---------- Data records ----------

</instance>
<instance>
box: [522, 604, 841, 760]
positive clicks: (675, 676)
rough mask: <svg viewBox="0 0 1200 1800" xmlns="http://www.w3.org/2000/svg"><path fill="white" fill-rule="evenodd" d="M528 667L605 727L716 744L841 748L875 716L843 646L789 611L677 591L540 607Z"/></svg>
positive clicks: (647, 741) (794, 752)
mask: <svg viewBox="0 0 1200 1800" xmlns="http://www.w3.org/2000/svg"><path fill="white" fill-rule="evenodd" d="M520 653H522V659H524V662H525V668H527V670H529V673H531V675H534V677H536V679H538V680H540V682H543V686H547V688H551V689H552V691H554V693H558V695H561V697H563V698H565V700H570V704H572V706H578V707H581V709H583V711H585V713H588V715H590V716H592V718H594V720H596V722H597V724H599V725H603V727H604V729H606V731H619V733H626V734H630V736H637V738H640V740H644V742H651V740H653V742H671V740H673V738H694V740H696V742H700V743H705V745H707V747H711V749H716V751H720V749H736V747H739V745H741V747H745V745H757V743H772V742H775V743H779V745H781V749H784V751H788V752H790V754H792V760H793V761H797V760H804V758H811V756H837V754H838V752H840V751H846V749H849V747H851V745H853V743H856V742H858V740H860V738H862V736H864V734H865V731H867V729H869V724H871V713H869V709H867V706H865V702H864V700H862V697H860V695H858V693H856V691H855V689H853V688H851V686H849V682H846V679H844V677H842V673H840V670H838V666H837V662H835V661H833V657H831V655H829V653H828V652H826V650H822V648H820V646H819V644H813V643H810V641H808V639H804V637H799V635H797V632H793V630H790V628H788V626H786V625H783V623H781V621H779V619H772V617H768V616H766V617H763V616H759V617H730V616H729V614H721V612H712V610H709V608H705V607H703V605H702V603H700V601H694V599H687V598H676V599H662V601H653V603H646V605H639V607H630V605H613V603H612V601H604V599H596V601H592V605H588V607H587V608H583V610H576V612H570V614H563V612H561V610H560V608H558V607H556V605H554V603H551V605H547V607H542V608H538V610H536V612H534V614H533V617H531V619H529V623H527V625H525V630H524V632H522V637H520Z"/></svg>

----------

▶ [What this task involves] Above are the records; copy exactly the lines from the line with "box: [522, 604, 841, 760]" through the line with "rough mask: <svg", both included.

▶ [Solved exercise]
box: [522, 604, 841, 760]
positive clicks: (675, 676)
rough mask: <svg viewBox="0 0 1200 1800" xmlns="http://www.w3.org/2000/svg"><path fill="white" fill-rule="evenodd" d="M528 667L605 727L716 744L841 748L875 716L843 646L789 611L677 591L540 607Z"/></svg>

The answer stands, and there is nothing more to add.